▸ **PASSAGE PROVIDED**
......

As you probably know if you follow the news, a man named Martin Shkreli in charge of a startup firm called Turing Pharmaceuticals bought the rights to a drug called pyrimethamine (brand name Daraprim), used in the treatment of AIDS and malaria, and announced that he was jacking up its price from $13.60 to $750. Massive outrage resulted, which has echoed through social media for the past week.
Pyrimethamine is long since off patent. It is not difficult to manufacture, and sells cheaply in Europe. But under the distinctive food and drug laws of the United States you can’t just start turning out pills in your factory to compete with Shkreli, at least not without compiling and submitting a huge pile of regulatory paper with the U.S. Food and Drug Administration. This calls on the services of lawyers and scientists, costs a lot of money, and takes time, and you might or might not be able to recover the costs from the relatively small pool of users.
The FDA grants market exclusivity to companies that are willing to take “grandfathered” compounds into compliance with their current regulatory framework, and that’s led to some ridiculous situations with drugs like colchicine and progesterone. (Perhaps the worst example is a company that’s using this technique to get ahold of a drug that’s currently being provided at no charge whatsoever).

......

▸ **MATERIAL PROVIDED**
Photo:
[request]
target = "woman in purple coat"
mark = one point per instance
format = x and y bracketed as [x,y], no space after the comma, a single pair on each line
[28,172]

......

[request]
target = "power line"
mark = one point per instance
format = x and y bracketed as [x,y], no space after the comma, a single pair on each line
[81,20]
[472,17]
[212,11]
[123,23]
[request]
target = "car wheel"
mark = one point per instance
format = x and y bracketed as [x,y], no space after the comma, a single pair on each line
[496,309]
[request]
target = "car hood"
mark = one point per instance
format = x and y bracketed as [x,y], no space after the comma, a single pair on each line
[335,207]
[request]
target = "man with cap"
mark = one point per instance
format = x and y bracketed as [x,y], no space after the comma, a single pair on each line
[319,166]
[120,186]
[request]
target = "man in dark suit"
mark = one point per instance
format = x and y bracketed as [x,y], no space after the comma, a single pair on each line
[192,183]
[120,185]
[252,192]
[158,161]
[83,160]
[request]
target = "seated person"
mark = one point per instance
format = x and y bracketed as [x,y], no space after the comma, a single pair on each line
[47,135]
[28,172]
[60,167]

......

▸ **TASKS TO COMPLETE**
A: Using the Daraprim passage, decide whether each statement agrees with it: (i) pyrimethamine is still protected by a patent; (ii) Turing Pharmaceuticals announced a price increase from $13.60 to $750; (iii) the FDA grants market exclusivity to companies that bring "grandfathered" compounds into compliance with its current regulatory framework. Answer yes or no for each, quoting the deciding words.
B: Carry on the Daraprim passage, beginning right after its final sentence.

▸ **ANSWERS TO THE EXERCISE**
A:
(i) No: "Pyrimethamine is long since off patent."
(ii) Yes: "announced that he was jacking up its price from $13.60 to $750"
(iii) Yes: "The FDA grants market exclusivity to companies that are willing to take “grandfathered” compounds into compliance with their current regulatory framework"

B:
Among laws that used the “marketing exclusivity” technique to award monopolies on older drugs, on the logic that otherwise no one would step forward to handle the heavy costs of getting those drugs regulatory clearance, were the Drug Price Competition and Patent Term Restoration Act of 1984, better known as the Hatch-Waxman Act, originally introduced by Sen. Charles Mathias (R-Md.), and the Orphan Drug Act of 1983, introduced by Rep. Henry Waxman (D-Calif.) (We covered the issue briefly in this 2011 post.) In various ways that backers appear not to have foreseen, opportunistic actors have succeeded in seizing the legal-monopoly status made available for various compounds without always providing as much public benefit in return as had been expected. To enforce their legal monopoly, some of these companies sue rival drugmakers to force them to pull their competing offerings off the market.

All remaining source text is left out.